• [Görevler]:
1: Teşkilat yazısında "Bu kez ! Büyük" sözlerinin geçtiği yerden başla, "zamana erişebilmek olacaktır." sözlerinden sonra dur ve bu bölümü yeniden yaz. Metni güncellerken "öykülerini" yerine "hikâyelerini" kullan.
2: Teşkilat yazısını kaldığı yerden sürdür.

• [Metin Alıntısı]:
------------------------------------------------------------------------

TEŞKİLAT
Bina, ancak gaflet uykusundan uyanan,“Bismillah” diyerek iman dolu yüreği hazır olan Selahaddinlerle inşa edilir.
Bir binadır, bir kalıp ve hendesedir.
Binanın ve kalıbın içine hangi ruhun üflendiği çok mühimdir.
Bina, ancak gaflet uykusundan uyanan,“Bismillah” diyerek iman dolu yüreği hazır olan Selahaddinlerle inşa edilir.
Bu kez ! Büyük Türkiye sevdalılarının ve gönüllülerinin
işi daha da zor görünüyor.
Gizli kalmış tuzakların, sadece bilinen ve tarif edilen kısmı ile
topluma anlatma güçlüğü içerisinde kalacaklardır.
Son “20 yılda’’ var olan başarı öykülerini, kazanımları anlatmak elbette kolaydır.
Bu dönemin edinçleri tarihte elbette hükmünü kazanacaktır.
Asıl maarifet; Bu dönemin, müstakil kıymetinin taçlanacağı ve asıl meyvelerini toplanacağı zamana erişebilmek olacaktır.
Nasıl bir aksiyon alacağımızın asıl sırrı iki başlıkta gizli;
“Türk Milleti” olabilmenin nitelikleri ve “Anadolu Ahalisi” ruhunu yeniden canlandırmak…
Işte Teşkilat; bu iki kavram üzerine temellerini yeniden kurmalıdır.
Evimizden , sokağımıza , mahallemizden kasabamıza kadar bu kültürel kodlarımıza dönüşün,mihmandarı olduğumuzu hissettirmeliyiz.
Dönüşümü ancak bu Aziz millet yapmalıdır.!
Yapamazsak eğer ne olur?
Bina çürür ve bu enkaz için çok ağır bedeller ödenir.
Safı değişip, vasıflarından uzaklaşan topluluklar bozgunculuk yapmaya başlarlar.

------------------------------------------------------------------------

• [Veri satırları]:
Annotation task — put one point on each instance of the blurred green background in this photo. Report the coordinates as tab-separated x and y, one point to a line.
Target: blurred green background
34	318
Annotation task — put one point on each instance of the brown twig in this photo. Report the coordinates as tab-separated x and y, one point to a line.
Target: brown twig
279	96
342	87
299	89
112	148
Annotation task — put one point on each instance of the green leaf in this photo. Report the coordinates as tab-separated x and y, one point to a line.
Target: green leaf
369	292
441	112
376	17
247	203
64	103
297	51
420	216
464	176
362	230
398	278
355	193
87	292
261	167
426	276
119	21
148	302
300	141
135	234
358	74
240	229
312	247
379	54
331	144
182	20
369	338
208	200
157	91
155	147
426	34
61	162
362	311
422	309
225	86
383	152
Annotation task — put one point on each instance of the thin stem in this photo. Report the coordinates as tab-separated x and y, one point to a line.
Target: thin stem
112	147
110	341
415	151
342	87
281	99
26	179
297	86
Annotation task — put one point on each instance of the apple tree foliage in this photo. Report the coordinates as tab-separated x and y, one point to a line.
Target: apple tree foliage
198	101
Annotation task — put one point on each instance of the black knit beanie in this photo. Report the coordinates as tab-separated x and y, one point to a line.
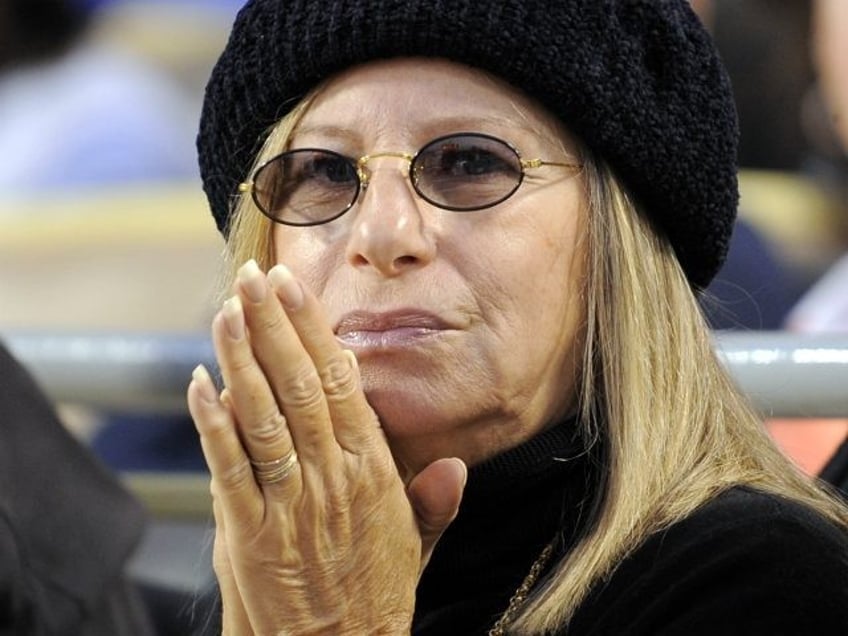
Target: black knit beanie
638	81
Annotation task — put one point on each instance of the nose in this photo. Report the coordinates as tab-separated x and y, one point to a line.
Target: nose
389	232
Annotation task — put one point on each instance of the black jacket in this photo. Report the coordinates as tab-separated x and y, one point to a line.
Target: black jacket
67	527
746	563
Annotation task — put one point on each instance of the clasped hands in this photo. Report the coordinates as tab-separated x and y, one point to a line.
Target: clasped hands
317	529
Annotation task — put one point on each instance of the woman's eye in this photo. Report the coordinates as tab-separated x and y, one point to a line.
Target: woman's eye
472	162
332	169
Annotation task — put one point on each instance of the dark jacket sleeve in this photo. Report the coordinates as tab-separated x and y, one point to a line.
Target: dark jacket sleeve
746	564
67	527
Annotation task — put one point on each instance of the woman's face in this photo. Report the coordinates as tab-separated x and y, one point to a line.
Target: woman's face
467	325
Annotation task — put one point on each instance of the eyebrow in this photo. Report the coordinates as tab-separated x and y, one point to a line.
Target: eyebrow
462	123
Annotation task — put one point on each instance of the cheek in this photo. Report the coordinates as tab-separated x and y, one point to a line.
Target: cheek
307	254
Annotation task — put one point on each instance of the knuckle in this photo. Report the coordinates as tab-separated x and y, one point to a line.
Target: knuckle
267	429
268	321
303	388
234	478
337	378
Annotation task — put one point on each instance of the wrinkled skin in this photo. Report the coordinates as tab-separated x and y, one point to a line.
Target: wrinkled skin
385	426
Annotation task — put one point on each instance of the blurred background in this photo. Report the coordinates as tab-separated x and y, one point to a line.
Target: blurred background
104	228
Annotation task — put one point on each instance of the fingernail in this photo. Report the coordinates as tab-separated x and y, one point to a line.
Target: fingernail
204	384
233	313
287	286
351	358
252	281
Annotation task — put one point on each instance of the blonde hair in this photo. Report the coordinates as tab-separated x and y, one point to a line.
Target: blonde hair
676	429
250	234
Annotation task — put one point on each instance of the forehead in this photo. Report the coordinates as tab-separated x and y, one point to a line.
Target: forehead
410	97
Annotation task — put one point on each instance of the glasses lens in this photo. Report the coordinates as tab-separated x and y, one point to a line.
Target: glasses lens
306	187
466	172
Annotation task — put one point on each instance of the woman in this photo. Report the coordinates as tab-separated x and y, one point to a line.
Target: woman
473	392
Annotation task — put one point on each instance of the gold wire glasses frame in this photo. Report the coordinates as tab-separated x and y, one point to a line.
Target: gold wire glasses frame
461	172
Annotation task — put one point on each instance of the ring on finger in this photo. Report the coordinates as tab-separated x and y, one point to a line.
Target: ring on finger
274	470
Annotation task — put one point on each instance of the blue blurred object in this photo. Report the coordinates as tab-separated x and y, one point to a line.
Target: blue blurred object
149	442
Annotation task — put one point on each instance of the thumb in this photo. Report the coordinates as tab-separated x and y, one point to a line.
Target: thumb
435	494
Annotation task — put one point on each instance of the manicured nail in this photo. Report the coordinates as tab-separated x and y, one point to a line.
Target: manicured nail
287	286
252	281
351	358
233	313
204	384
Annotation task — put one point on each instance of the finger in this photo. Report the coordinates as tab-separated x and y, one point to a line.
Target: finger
354	423
234	618
435	494
262	427
222	448
293	374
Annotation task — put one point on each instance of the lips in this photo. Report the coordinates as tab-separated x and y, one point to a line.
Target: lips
403	328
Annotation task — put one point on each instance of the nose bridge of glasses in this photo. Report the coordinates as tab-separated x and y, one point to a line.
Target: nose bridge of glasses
362	170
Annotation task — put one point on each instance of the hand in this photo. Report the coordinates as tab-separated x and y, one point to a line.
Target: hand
336	545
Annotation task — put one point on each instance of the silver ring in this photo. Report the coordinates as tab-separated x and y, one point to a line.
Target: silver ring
274	470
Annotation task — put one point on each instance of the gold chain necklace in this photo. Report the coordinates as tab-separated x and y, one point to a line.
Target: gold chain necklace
523	590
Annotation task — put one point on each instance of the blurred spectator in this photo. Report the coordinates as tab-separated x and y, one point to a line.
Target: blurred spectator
67	526
76	110
757	287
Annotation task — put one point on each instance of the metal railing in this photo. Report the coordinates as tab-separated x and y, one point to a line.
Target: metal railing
785	374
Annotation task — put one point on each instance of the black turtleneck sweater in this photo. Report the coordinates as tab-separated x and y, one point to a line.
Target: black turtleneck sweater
744	563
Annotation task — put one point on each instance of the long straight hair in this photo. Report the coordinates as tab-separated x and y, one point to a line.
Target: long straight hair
676	430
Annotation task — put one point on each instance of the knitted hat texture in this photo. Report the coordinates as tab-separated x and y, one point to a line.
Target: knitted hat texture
638	81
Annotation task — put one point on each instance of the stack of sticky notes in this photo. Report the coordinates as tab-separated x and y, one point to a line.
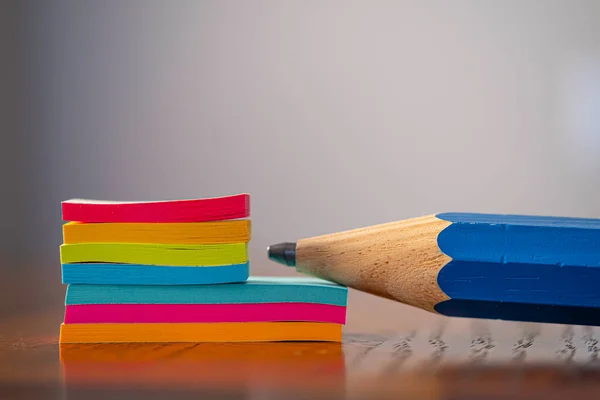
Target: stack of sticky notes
178	271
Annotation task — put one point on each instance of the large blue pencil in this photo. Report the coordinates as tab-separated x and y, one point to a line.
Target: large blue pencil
511	267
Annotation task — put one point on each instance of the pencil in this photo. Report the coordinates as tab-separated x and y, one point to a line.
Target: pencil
491	266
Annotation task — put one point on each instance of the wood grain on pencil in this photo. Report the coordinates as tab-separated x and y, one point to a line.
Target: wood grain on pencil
397	260
495	266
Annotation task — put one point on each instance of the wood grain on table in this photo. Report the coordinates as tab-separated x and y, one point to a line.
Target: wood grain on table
389	351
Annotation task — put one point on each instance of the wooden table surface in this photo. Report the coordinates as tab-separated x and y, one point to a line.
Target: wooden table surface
366	365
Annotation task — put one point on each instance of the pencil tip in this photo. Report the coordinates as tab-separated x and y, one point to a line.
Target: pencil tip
283	253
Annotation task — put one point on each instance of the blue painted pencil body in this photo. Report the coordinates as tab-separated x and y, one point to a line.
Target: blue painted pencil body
512	267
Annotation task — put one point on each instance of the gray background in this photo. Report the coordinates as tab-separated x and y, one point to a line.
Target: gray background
331	114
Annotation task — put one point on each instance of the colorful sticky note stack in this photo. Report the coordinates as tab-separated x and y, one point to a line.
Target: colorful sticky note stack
178	271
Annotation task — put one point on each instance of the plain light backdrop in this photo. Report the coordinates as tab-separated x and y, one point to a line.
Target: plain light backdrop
332	114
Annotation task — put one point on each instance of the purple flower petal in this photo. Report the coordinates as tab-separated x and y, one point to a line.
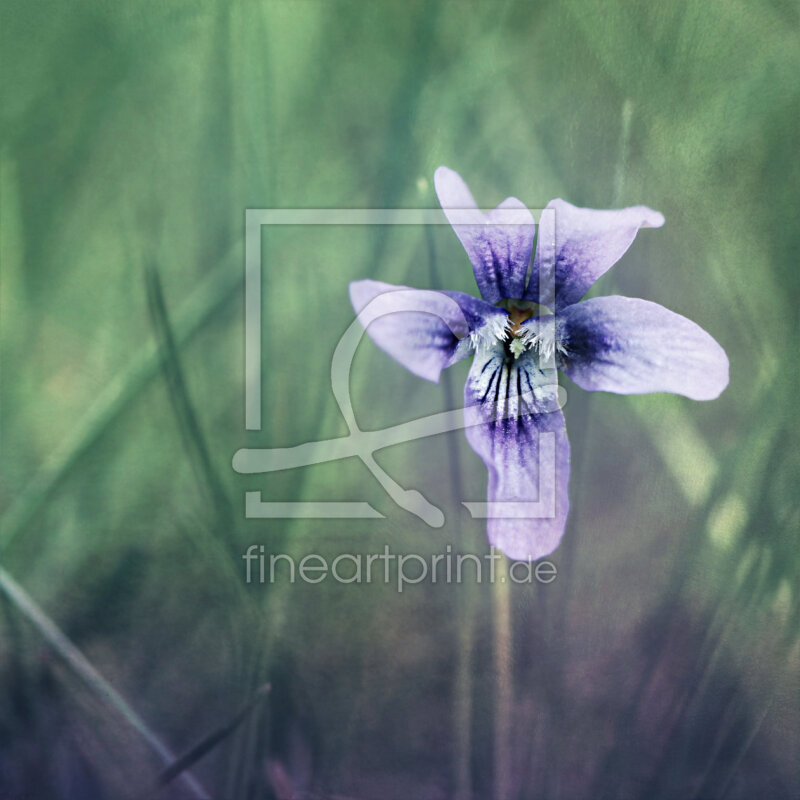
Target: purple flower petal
581	244
631	346
515	425
420	328
499	244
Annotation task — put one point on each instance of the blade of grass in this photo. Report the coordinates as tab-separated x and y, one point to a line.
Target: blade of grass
83	669
208	743
183	407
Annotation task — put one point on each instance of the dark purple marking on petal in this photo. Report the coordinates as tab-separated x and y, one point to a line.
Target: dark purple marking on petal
517	428
631	346
581	244
499	244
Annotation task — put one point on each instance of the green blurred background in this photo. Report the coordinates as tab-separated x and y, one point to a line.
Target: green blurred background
663	661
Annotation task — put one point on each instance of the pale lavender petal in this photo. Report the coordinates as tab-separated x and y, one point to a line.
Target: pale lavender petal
424	330
499	244
515	425
631	346
581	244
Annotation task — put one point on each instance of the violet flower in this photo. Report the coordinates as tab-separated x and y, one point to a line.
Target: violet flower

------------------------------------------------------------------------

• [Beklenen Çıktılar]:
1:
Bu kez ! Büyük Türkiye sevdalılarının ve gönüllülerinin
işi daha da zor görünüyor.
Gizli kalmış tuzakların, sadece bilinen ve tarif edilen kısmı ile
topluma anlatma güçlüğü içerisinde kalacaklardır.
Son “20 yılda’’ var olan başarı hikâyelerini, kazanımları anlatmak elbette kolaydır.
Bu dönemin edinçleri tarihte elbette hükmünü kazanacaktır.
Asıl maarifet; Bu dönemin, müstakil kıymetinin taçlanacağı ve asıl meyvelerini toplanacağı zamana erişebilmek olacaktır.

2:
Tarihine merhametini,adaletini ve nizamını sığdırmış Asil Türk halkı, bu bozguncu milletler içinde asla bulunmayacaktır.
Tarih bunu yazmadı ve yazmamalı.
Unutmayalım! Devlet yok olmaz. Değişir,dönüşür,yenilenir ama muhakkak mevcudiyetini muhafaza eder.
Millet temsil ettiği manevi sorumluluklardan uzaklaşıp düşerse, devlette zorluğa düşer.
Teşkilat; Devlet aklının kutsal davası olan’’Millet Şuurunu’’ öncelikle benimsemek zorundadır.
Teşkilat; Zor bir sürece girerken, bu temel kaygıların ışığında kültürel kodlarımıza sahip çıkarak, Istikbal mücaadelesinde karanlığı bertaraf edip, aydınlığı esas alması onun en önemli görevi ve şuuru olmalıdır.
Bu şuura sahipler ile sahibi belli olmayanların mücaadelesidir bu!
Ekonomik kaygılardan uzaklaşın, yerine gelir.
Makam mansıp sevdasının derdiyle yanmayın, geçicidir.
Yücelmek şehvetine kapılmayın, sadece Allah’ın elindedir.
O istediğini tüm dünyaya sevdirme kudretinin tek sahibidir.
Teşkilat; tevazu,hayır ve dua rotasından şaşmamalıdır.
Karşılığa bina edilen her eylem sonuçsuz kalır.
Ne diyor üstad:
“ Ecel, emelin önündedir.
Manaya yönel,
beden kafesinden çık,
Aşk ateşiyle yanda adam ol.
Nefsi besleme,
nefsin sadece ihtiyacını ver,
Asıl insanlık budur”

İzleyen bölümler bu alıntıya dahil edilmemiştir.